• _PROBLÈME POSÉ 1_
Réécrivez à l'échelle 0,45 les enregistrements depuis celui qui contient « Could you point to the red helmet » jusqu'à la fin des enregistrements, bornes incluses et rien d'autre. Recopiez les demandes telles quelles et multipliez chaque coordonnée des réponses par 0,45, en arrondissant à l'entier le plus proche et les demis vers le haut.

• _EXTRAIT_
╭──

ERGONOMIE

TROUBLES MUSCULO-SQUELETTIQUES
Nouvelle méthode d’évaluation

Yordan Rodriguez1

Yaniel Torres2

Les professionnels de la santé et de la sécurité au travail sont de plus en plus confrontés à la problématique des troubles musculo- squelettiques au travail (TMS). Depuis plusieurs années, les études montrent que l’épidémie de TMS résulte d’une conception des tâches et des postes de travail qui négligent les principes de l’ergonomie.

Dans cette perspective, l’exposition des travailleurs à des facteurs de risque d’origine ergonomique tels que la force, la répétitivité de gestes et les postures contraignantes s’accroit. Ces facteurs de risque sont à l’origine de TMS au travail (1). Dans la démarche de prévention de TMS, l’évaluation ergonomique de la tâche et des postes de travail constitue l’étape la plus importante. En effet, le Règlement sur la santé et la sécurité du travail consacre la section XX aux exigences en matière d’ergonomie que les employeurs doivent respecter et mettre en oeuvre dans le milieu de travail. Bien que ces exigences ne soient pas exhaustives, certains éléments de l’ergonomie sont abordés (art. 167 — art.171). À titre d’exemple, l’article 168 du RSST exprime : la hauteur des établis et la position des sièges doivent être adaptées au travail et aux travailleurs de manière à leur assurer une position qui soit correcte et à réduire leur fatigue.

╰──

• _PROBLÈME POSÉ 2_
Quels facteurs de risque d'origine ergonomique l'extrait sur les troubles musculo-squelettiques énumère-t-il ?

• _ENTRÉES_
╭──

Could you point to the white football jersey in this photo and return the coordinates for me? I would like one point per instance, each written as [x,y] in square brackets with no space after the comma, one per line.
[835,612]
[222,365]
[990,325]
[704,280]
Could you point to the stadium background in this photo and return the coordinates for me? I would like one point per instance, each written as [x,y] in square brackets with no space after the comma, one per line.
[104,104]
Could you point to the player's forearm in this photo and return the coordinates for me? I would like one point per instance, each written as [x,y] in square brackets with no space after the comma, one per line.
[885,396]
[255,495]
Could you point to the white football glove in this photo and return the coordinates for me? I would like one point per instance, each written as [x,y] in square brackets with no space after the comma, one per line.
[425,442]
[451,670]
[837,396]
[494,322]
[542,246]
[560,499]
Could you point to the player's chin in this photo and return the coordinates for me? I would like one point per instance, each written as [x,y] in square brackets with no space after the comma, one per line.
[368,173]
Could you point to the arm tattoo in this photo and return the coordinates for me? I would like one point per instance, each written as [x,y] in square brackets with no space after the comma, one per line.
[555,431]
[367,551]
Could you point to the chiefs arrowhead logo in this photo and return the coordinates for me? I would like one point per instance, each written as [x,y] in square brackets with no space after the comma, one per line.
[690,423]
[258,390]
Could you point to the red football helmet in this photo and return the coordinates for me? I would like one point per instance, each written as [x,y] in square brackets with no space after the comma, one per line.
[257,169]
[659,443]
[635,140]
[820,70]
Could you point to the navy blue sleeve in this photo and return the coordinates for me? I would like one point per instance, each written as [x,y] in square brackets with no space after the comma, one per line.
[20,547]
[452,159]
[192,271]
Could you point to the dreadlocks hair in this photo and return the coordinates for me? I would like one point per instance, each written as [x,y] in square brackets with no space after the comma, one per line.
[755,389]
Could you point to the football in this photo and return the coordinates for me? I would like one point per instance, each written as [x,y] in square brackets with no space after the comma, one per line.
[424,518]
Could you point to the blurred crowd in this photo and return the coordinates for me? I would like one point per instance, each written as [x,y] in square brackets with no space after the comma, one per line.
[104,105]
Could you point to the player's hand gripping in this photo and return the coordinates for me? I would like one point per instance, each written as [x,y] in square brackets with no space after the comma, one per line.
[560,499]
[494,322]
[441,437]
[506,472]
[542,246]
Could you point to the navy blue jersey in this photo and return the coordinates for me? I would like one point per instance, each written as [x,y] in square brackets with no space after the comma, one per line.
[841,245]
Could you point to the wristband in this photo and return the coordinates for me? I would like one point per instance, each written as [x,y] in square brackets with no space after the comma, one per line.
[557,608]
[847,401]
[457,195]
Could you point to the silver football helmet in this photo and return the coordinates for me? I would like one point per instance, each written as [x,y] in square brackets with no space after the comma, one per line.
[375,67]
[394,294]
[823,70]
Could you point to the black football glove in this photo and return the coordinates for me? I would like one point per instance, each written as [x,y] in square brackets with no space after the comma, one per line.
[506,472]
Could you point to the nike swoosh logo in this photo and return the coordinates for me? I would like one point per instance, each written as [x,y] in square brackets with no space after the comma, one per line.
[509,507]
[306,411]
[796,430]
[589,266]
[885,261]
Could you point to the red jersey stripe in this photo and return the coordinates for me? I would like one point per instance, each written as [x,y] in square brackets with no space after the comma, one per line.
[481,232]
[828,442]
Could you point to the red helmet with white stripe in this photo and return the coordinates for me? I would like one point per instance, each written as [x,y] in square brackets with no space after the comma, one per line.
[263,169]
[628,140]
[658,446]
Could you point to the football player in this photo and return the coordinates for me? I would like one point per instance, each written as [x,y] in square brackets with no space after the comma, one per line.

╰──

• _RÉPONSE COMPLÈTE 1_
Could you point to the red helmet with white stripe in this photo and return the coordinates for me? I would like one point per instance, each written as [x,y] in square brackets with no space after the comma, one per line.
[118,76]
[283,63]
[296,201]
Could you point to the football player in this photo and return the coordinates for me? I would like one point per instance, each written as [x,y] in square brackets with no space after the comma, one per line.

• _RÉPONSE COMPLÈTE 2_
- la force
- la répétitivité de gestes
- les postures contraignantes